_ACTIVITY_
Copy all of the data below without altering a single line.

_MATERIALS PROVIDED_
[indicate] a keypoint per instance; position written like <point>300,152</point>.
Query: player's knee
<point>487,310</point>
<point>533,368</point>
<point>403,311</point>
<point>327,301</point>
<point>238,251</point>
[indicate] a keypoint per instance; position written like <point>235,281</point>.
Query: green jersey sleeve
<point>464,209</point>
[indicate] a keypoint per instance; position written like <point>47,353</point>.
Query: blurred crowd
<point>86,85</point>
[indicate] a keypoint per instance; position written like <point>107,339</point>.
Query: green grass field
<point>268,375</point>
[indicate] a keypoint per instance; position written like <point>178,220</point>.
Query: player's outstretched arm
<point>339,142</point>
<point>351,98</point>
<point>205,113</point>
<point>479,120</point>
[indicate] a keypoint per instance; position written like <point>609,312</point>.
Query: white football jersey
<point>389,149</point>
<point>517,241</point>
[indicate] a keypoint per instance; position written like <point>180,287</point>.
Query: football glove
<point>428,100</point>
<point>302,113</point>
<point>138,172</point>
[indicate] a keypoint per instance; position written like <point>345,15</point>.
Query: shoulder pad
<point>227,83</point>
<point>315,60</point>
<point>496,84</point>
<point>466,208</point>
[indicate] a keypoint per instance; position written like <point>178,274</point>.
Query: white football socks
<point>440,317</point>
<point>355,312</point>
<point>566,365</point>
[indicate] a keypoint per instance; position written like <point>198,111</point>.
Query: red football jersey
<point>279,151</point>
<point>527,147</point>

_COMPLETED TASK_
[indicate] a keypoint per instance; position written like <point>300,152</point>.
Query: player's knee
<point>487,310</point>
<point>533,368</point>
<point>403,311</point>
<point>327,301</point>
<point>238,251</point>
[indicate] a keypoint per instance; position written like <point>235,281</point>.
Query: green jersey sleeve
<point>464,209</point>
[indicate] a keypoint per instance; position written like <point>47,353</point>.
Query: blurred crowd
<point>86,85</point>
[indicate] a keypoint per instance; position written like <point>107,339</point>.
Query: green grass field
<point>268,375</point>
[indicate] a keypoint per instance; position written like <point>178,220</point>.
Query: player's outstretched arm
<point>339,142</point>
<point>351,98</point>
<point>205,113</point>
<point>479,120</point>
[indicate] a keypoint per instance; position written like <point>609,312</point>.
Query: white football jersey
<point>389,149</point>
<point>517,241</point>
[indicate] a keypoint per instance; position written like <point>180,287</point>.
Query: football glove
<point>428,100</point>
<point>302,113</point>
<point>138,172</point>
[indicate] a keypoint per instance; position written like <point>345,15</point>.
Query: shoulder pad
<point>227,83</point>
<point>315,60</point>
<point>496,84</point>
<point>466,208</point>
[indicate] a keypoint per instance; position written like <point>178,274</point>.
Query: white football socks
<point>440,317</point>
<point>355,312</point>
<point>566,365</point>
[indicate] a keypoint per instance; position written like <point>198,111</point>.
Query: red football jersey
<point>279,151</point>
<point>527,147</point>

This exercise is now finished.